-- start DATA --

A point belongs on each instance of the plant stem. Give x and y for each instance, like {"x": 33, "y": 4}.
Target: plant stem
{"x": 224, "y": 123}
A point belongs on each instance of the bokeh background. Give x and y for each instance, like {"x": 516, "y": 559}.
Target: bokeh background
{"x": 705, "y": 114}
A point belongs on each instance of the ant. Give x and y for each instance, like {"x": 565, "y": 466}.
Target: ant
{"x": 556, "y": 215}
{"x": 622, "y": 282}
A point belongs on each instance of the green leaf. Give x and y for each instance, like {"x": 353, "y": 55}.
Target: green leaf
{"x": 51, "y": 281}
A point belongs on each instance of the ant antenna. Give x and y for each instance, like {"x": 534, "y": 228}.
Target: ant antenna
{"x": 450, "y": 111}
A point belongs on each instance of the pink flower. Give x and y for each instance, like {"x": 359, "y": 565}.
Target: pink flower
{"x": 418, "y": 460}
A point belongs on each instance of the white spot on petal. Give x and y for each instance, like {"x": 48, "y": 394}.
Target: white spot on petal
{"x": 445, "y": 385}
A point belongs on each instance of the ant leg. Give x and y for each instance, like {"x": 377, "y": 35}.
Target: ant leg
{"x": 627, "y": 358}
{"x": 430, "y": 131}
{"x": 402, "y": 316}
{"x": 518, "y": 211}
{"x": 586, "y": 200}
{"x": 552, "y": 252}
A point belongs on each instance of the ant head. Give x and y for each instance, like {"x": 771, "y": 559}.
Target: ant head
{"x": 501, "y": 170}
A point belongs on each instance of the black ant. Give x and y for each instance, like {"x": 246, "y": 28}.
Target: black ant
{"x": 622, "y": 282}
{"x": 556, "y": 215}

-- end DATA --
-- start DATA --

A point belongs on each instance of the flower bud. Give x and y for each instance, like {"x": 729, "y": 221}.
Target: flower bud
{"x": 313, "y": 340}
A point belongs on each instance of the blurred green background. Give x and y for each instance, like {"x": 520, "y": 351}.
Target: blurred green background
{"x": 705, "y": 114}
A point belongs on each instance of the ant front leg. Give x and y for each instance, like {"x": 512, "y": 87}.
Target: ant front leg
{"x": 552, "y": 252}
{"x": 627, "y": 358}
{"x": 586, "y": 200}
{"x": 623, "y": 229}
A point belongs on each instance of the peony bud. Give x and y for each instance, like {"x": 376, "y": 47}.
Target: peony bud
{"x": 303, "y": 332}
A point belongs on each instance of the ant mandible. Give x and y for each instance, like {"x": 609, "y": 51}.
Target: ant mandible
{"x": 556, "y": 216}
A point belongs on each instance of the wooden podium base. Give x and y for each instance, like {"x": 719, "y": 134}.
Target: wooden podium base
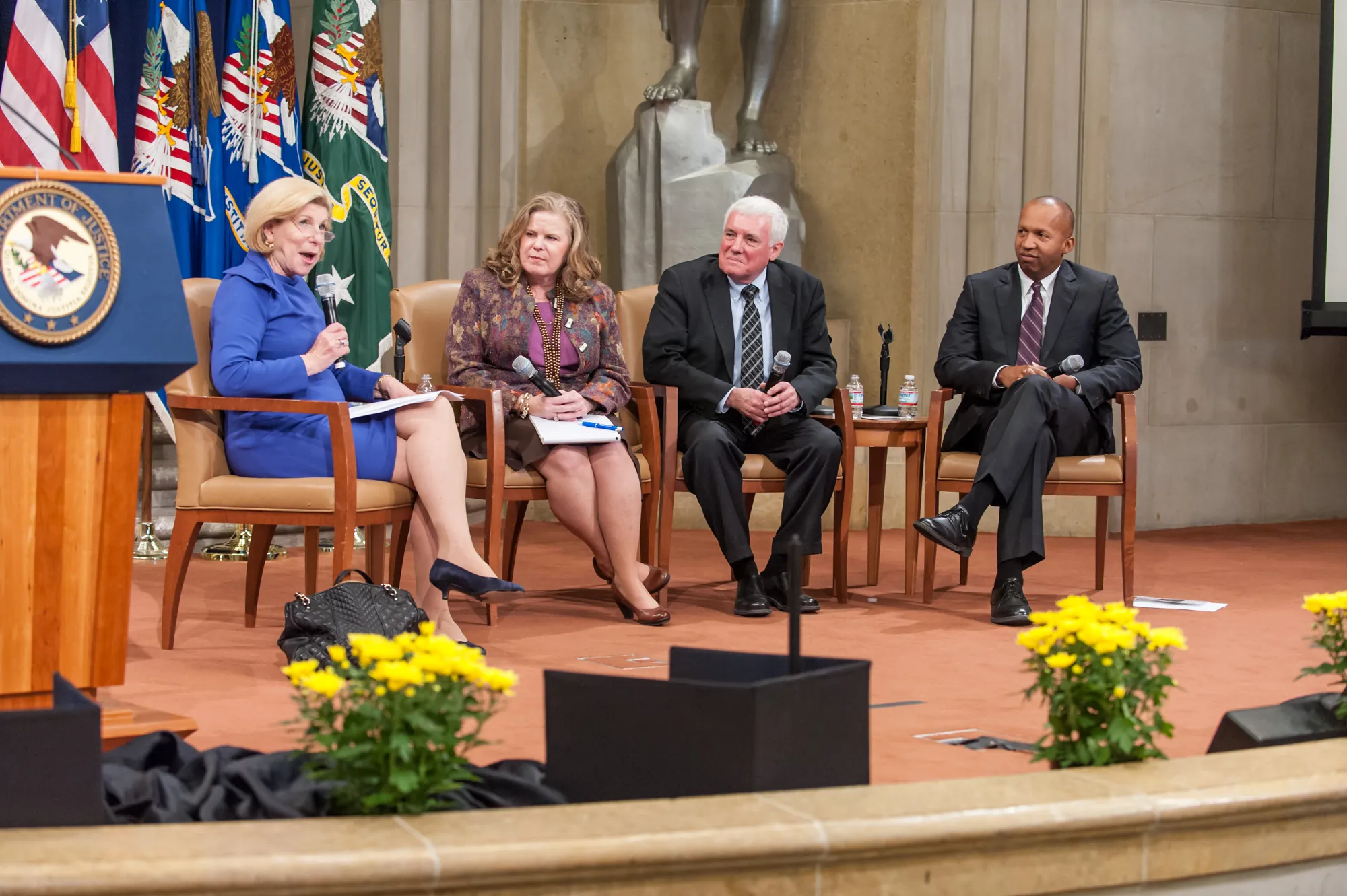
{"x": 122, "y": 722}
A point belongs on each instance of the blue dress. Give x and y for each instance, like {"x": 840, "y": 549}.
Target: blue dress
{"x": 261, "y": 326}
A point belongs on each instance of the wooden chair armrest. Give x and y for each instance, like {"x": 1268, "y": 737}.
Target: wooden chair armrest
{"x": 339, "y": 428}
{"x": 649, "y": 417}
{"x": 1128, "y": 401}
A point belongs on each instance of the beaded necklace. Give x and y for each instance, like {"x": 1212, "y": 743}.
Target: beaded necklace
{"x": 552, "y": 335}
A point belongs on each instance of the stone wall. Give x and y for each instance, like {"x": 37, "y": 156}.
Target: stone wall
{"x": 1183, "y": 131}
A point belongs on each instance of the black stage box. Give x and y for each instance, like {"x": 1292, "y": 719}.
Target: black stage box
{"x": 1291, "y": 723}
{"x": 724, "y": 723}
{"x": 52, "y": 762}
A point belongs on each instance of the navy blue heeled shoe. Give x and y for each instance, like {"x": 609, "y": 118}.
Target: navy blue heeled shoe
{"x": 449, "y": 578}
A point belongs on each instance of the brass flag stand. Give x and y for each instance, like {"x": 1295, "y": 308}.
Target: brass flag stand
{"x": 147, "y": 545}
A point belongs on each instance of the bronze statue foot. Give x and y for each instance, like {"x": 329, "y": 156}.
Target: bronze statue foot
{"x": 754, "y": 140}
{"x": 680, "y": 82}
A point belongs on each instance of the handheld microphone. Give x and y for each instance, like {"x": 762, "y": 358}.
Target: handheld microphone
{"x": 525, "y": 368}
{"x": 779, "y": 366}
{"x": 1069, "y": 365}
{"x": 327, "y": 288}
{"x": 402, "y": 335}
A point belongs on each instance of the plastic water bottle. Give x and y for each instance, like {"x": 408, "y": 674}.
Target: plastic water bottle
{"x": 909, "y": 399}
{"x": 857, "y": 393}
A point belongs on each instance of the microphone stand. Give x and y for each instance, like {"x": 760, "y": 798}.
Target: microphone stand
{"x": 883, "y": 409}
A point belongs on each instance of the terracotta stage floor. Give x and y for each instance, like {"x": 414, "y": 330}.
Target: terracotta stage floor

-- end DATA --

# YOUR GOAL:
List every line of the material above that contains the word "wall".

# RESPONSE TO THIS EXERCISE:
A point belongs on each instance of the stone wall. Give x and y for each instance, like {"x": 37, "y": 156}.
Target: stone wall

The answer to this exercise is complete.